### Arbeitsauftrag 1
Bringe die Zeilen der Datensätze von der Zeile mit "Identify each instance of the recessed" bis zum Ende der Datensätze in die Form einer JSON-Liste von Zeichenketten, mit einem Eintrag pro Zeile und ohne Leerzeilen.

───── Vorliegender Text

Die Angreifer sind gut ausgerüstet

Auf der anderen Seite der Bahngleise, einige hundert Meter vom Kampfplatz entfernt, steht ein schwarzer Wagen mit Hamburger Nummer. Neonazistische Zeitungen liegen im Rückfenster, ein breitgebauter Manner sitzt darin. Er hat ein Telefon oder ein Walkie-Talkie in der Hand. „Geht mal rechts herüber“, hört man ihn kommandieren. Der schwarze Wagen gehört dem Hamburger Neonazi Christian Worch. Auch unter den Angreifern, die längst nicht alle jugendlich sind, tragen einige ein Sprechfunkgerät.

Leuchtmunition zischt durch die Luft, zerplatzt blau zwischen den Zuschauern. Die stolpern, springen zur Seite. Auf dem Platz vor ihnen wabern Schwaden von Tränengas über dem Aspalt, der mit faustgroßen Steinen bedeckt ist. Auf der großen Wiese vor dem Hochhaus, in dem die Flüchtlinge leben, leuchtet das Rot von Ambulanzen. Plötzlich brennt die Luft. Ein Molotowcocktail landet unter dem Wasserwerfer. Der rollt zurück, Vermummte stürmen nach vorn. Ein weiterer Molli heizt durch die Luft. Kurze Zeit später brennt ein Auto.

──────────
───── Eingabedaten

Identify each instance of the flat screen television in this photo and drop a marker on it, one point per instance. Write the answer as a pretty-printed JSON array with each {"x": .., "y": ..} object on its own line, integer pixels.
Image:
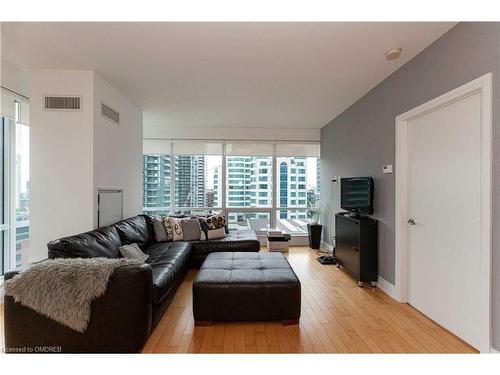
[{"x": 356, "y": 195}]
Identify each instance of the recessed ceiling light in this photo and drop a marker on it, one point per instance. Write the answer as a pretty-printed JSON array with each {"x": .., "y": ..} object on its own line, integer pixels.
[{"x": 393, "y": 54}]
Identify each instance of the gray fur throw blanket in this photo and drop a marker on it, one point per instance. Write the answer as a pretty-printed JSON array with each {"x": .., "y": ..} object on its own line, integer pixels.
[{"x": 63, "y": 289}]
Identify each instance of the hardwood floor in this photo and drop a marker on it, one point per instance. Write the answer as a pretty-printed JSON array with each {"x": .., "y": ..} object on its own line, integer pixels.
[{"x": 337, "y": 317}]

──────────

### Arbeitsauftrag 2
Schreibe aus dem Text über den Angriff den Abschnitt von "Die Angreifer sind" bis einschließlich "einige ein Sprechfunkgerät." wortgetreu ab.

### Schriftliche Antwort 1
[
  "Identify each instance of the recessed ceiling light in this photo and drop a marker on it, one point per instance. Write the answer as a pretty-printed JSON array with each {\"x\": .., \"y\": ..} object on its own line, integer pixels.",
  "[{\"x\": 393, \"y\": 54}]",
  "Identify each instance of the gray fur throw blanket in this photo and drop a marker on it, one point per instance. Write the answer as a pretty-printed JSON array with each {\"x\": .., \"y\": ..} object on its own line, integer pixels.",
  "[{\"x\": 63, \"y\": 289}]",
  "Identify each instance of the hardwood floor in this photo and drop a marker on it, one point per instance. Write the answer as a pretty-printed JSON array with each {\"x\": .., \"y\": ..} object on its own line, integer pixels.",
  "[{\"x\": 337, \"y\": 317}]"
]

### Schriftliche Antwort 2
Die Angreifer sind gut ausgerüstet

Auf der anderen Seite der Bahngleise, einige hundert Meter vom Kampfplatz entfernt, steht ein schwarzer Wagen mit Hamburger Nummer. Neonazistische Zeitungen liegen im Rückfenster, ein breitgebauter Manner sitzt darin. Er hat ein Telefon oder ein Walkie-Talkie in der Hand. „Geht mal rechts herüber“, hört man ihn kommandieren. Der schwarze Wagen gehört dem Hamburger Neonazi Christian Worch. Auch unter den Angreifern, die längst nicht alle jugendlich sind, tragen einige ein Sprechfunkgerät.